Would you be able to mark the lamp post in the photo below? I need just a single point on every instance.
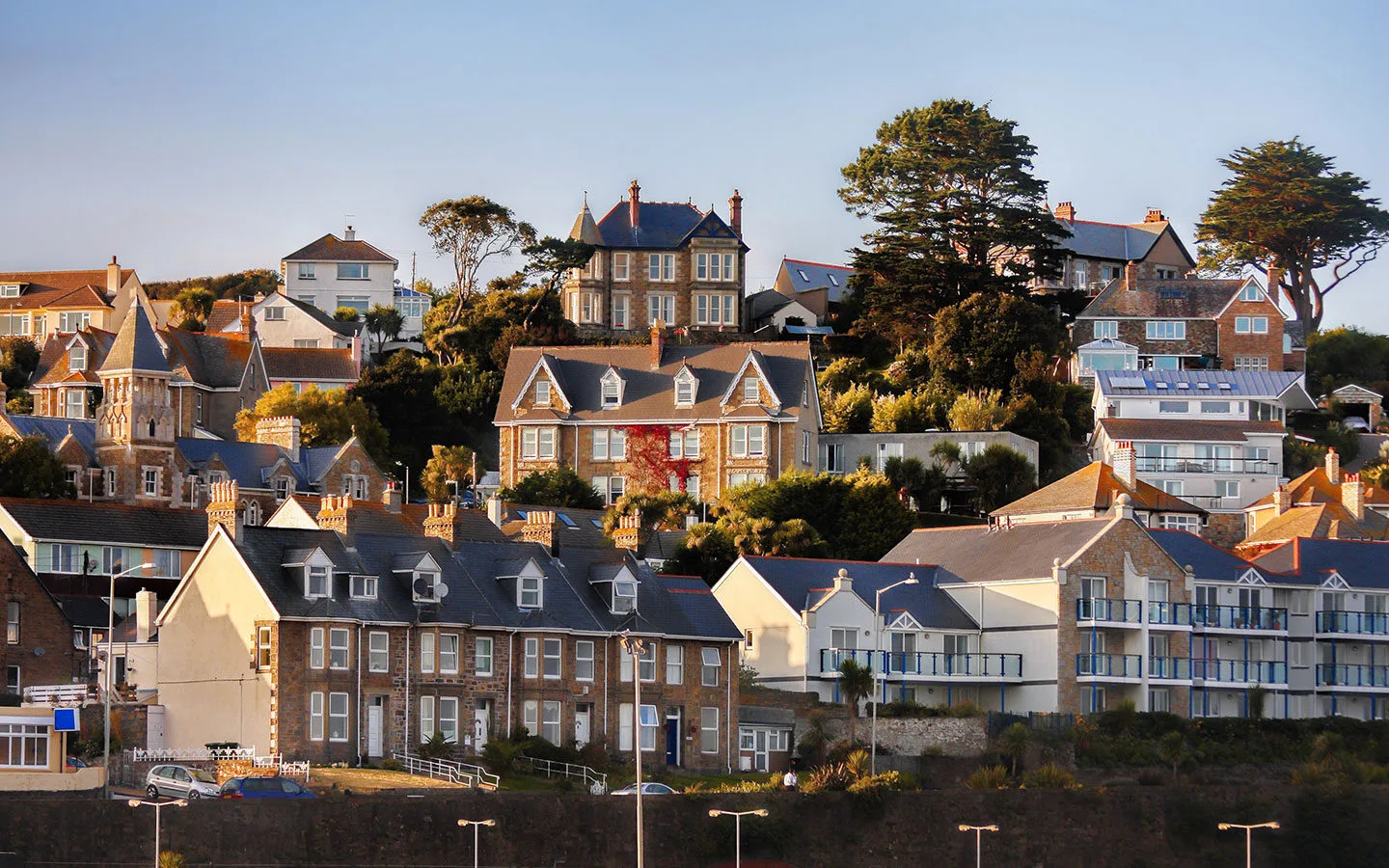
(637, 646)
(1249, 829)
(110, 647)
(977, 830)
(877, 652)
(738, 829)
(476, 826)
(158, 807)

**Task description**
Arrange the material above as a two-column CSV with the headers text and answer, one row per item, each value in a single quoted field with line breaks replaced by spaces. Omit the pictures.

**Result of this task**
text,answer
"Would you be able to mark the lamp post in the photo below? I need just a single point on every instance.","(637, 646) (1249, 829) (110, 647) (977, 830) (877, 652) (738, 829) (476, 826) (158, 807)"